** Start Data to use **

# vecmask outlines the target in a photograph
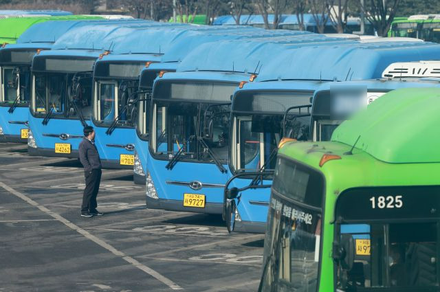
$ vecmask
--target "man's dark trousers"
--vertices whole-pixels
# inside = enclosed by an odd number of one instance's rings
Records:
[[[93,169],[91,171],[85,172],[85,188],[82,195],[82,205],[81,205],[81,212],[87,213],[96,210],[96,196],[99,191],[99,184],[101,181],[101,170]]]

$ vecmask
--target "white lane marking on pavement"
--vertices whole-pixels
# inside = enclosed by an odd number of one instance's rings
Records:
[[[217,241],[210,242],[208,243],[203,243],[201,245],[191,245],[190,247],[186,247],[175,248],[171,250],[165,251],[159,251],[159,252],[155,252],[153,254],[147,254],[141,256],[140,258],[157,256],[160,254],[165,255],[165,254],[173,254],[175,252],[178,252],[178,251],[184,251],[186,250],[198,249],[202,247],[208,247],[212,245],[221,245],[223,243],[243,244],[243,243],[250,243],[252,241],[255,241],[255,240],[258,240],[259,239],[263,239],[263,238],[264,238],[264,234],[250,235],[243,238],[229,238],[223,240],[217,240]],[[138,256],[138,258],[140,257]]]
[[[248,286],[248,285],[253,285],[255,284],[258,284],[260,282],[260,280],[254,280],[252,281],[248,281],[248,282],[245,282],[244,283],[239,283],[236,284],[235,285],[232,285],[232,286],[223,286],[221,288],[214,288],[212,289],[209,289],[209,290],[206,290],[204,292],[220,292],[220,291],[230,291],[231,289],[235,289],[235,288],[239,288],[239,287],[243,287],[243,286]],[[254,287],[252,287],[253,289]]]
[[[56,221],[56,219],[1,220],[0,221],[0,223],[9,223],[12,222],[35,222],[35,221]]]
[[[111,289],[111,287],[107,285],[102,285],[102,284],[94,284],[91,286],[94,286],[96,287],[100,288],[101,289]]]
[[[72,222],[69,221],[67,219],[66,219],[65,218],[63,217],[59,214],[55,213],[55,212],[50,210],[49,209],[47,209],[45,206],[38,204],[37,202],[36,202],[35,201],[34,201],[32,199],[29,198],[28,196],[26,196],[26,195],[25,195],[23,194],[21,194],[21,192],[14,190],[12,188],[10,187],[9,186],[7,186],[6,184],[3,183],[1,181],[0,181],[0,187],[4,188],[8,192],[9,192],[11,194],[15,195],[16,196],[18,196],[19,198],[21,199],[22,200],[25,201],[28,204],[38,207],[42,212],[46,213],[47,214],[48,214],[51,217],[53,217],[55,219],[58,220],[58,221],[61,222],[63,224],[64,224],[65,225],[67,226],[70,229],[77,232],[78,233],[79,233],[80,234],[82,234],[85,237],[87,238],[88,239],[91,240],[91,241],[94,242],[95,243],[100,245],[102,247],[104,247],[104,249],[106,249],[109,251],[111,252],[115,256],[121,257],[126,262],[131,263],[131,265],[133,265],[133,266],[135,266],[138,269],[144,271],[147,274],[148,274],[148,275],[151,276],[152,277],[156,278],[157,280],[158,280],[159,281],[160,281],[162,283],[165,284],[166,286],[168,286],[168,287],[171,288],[172,289],[173,289],[173,290],[181,290],[181,289],[183,289],[180,286],[179,286],[177,284],[175,284],[174,282],[171,281],[168,278],[161,275],[160,273],[157,273],[157,271],[155,271],[153,269],[149,268],[149,267],[146,267],[146,265],[141,264],[138,260],[135,260],[134,258],[131,258],[131,256],[126,256],[125,254],[124,254],[122,251],[118,251],[118,249],[116,249],[116,248],[114,248],[113,247],[112,247],[111,245],[110,245],[109,244],[108,244],[105,241],[98,238],[98,237],[95,236],[93,234],[91,234],[87,231],[83,229],[82,228],[80,227],[79,226],[78,226],[78,225],[72,223]]]
[[[179,236],[203,236],[204,237],[213,237],[213,238],[218,238],[219,237],[224,237],[223,235],[220,234],[220,235],[209,235],[209,234],[191,234],[189,233],[169,233],[169,232],[166,232],[164,233],[163,231],[162,230],[157,230],[157,231],[139,231],[139,230],[127,230],[127,229],[116,229],[116,228],[100,228],[100,227],[91,227],[90,229],[94,229],[94,230],[102,230],[102,231],[114,231],[114,232],[141,232],[141,233],[151,233],[152,234],[162,234],[162,235],[166,235],[166,234],[169,234],[169,235],[179,235]]]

** End Data to use **

Which lines in the records above contain the word "target"? Gather each such line and copy it in full.

# vecmask outlines the target in a photograph
--target "man's dark trousers"
--target "white lane marking on pavement"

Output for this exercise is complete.